**Given exercise:**
Please convert every line of the items below into a Markdown table with the columns "Row" and "Line", giving each line its own row number and skipping blank lines. Leave the pictures out of the table.

**Data to use:**

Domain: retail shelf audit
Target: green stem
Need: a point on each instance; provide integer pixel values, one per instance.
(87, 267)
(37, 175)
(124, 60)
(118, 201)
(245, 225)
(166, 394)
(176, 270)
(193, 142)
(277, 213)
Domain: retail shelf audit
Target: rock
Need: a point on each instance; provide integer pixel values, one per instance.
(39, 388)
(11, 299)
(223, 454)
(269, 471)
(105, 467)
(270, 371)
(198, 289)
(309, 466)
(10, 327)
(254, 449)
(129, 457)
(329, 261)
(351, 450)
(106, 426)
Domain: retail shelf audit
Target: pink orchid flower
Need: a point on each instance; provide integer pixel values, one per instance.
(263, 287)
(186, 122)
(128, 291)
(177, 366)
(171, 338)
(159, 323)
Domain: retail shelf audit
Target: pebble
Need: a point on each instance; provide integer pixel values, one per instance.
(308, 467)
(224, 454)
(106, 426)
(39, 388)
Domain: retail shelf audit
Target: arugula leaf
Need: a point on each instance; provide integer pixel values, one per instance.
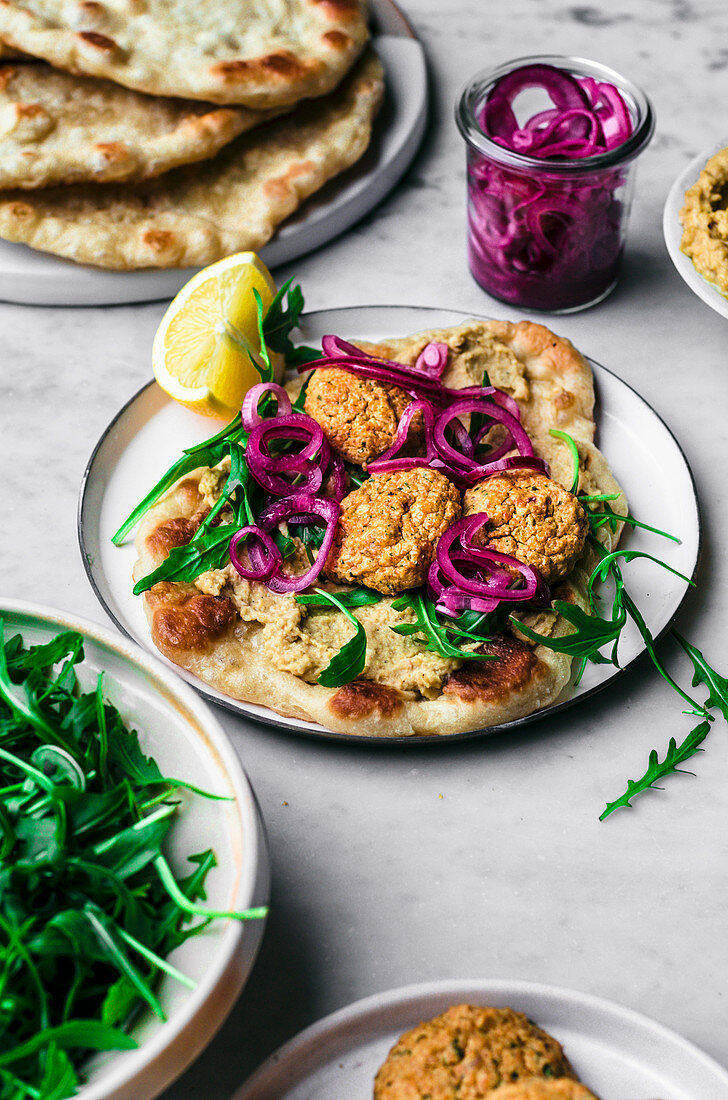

**Written answer:**
| Row | Line |
|---|---|
| 1 | Domain: retail shelf audit |
| 2 | Target: green stem |
| 3 | Need: a point on each instance; provide integer pixel values, one per instance. |
| 4 | (87, 267) |
| 5 | (37, 175) |
| 6 | (124, 60) |
| 7 | (118, 201) |
| 8 | (245, 225) |
| 9 | (166, 394) |
| 10 | (176, 270) |
| 11 | (193, 142) |
| 12 | (277, 213) |
| 13 | Domain: retail shelf audit |
| 14 | Target: rock |
| 15 | Need: a point on each instance; provide integer pixel values, one per instance. |
| 16 | (39, 388) |
| 17 | (11, 299) |
| 18 | (223, 454) |
| 19 | (269, 471) |
| 20 | (105, 467) |
| 21 | (270, 371) |
| 22 | (198, 289) |
| 23 | (309, 466) |
| 24 | (10, 327) |
| 25 | (254, 449) |
| 26 | (129, 457) |
| 27 | (329, 261) |
| 28 | (351, 450) |
| 29 | (106, 426) |
| 30 | Domain: retail shelf audit |
| 31 | Target: pink orchid flower |
| 32 | Need: a point on each instance; provide integer pixel values, one per instance. |
| 33 | (263, 287) |
| 34 | (186, 122) |
| 35 | (128, 291) |
| 36 | (177, 366) |
| 37 | (171, 338) |
| 38 | (159, 323) |
| 39 | Domain: retail shelf audit |
| 40 | Target: pebble |
| 41 | Need: a point on each instance; provide integer pixel values, one per instance. |
| 42 | (308, 467) |
| 43 | (224, 454) |
| 44 | (106, 426) |
| 45 | (39, 388) |
| 46 | Domain: retail shelf audit |
| 47 | Target: arugula leaf |
| 48 | Need: a point on each instance; provide integer pixel values, one per instance. |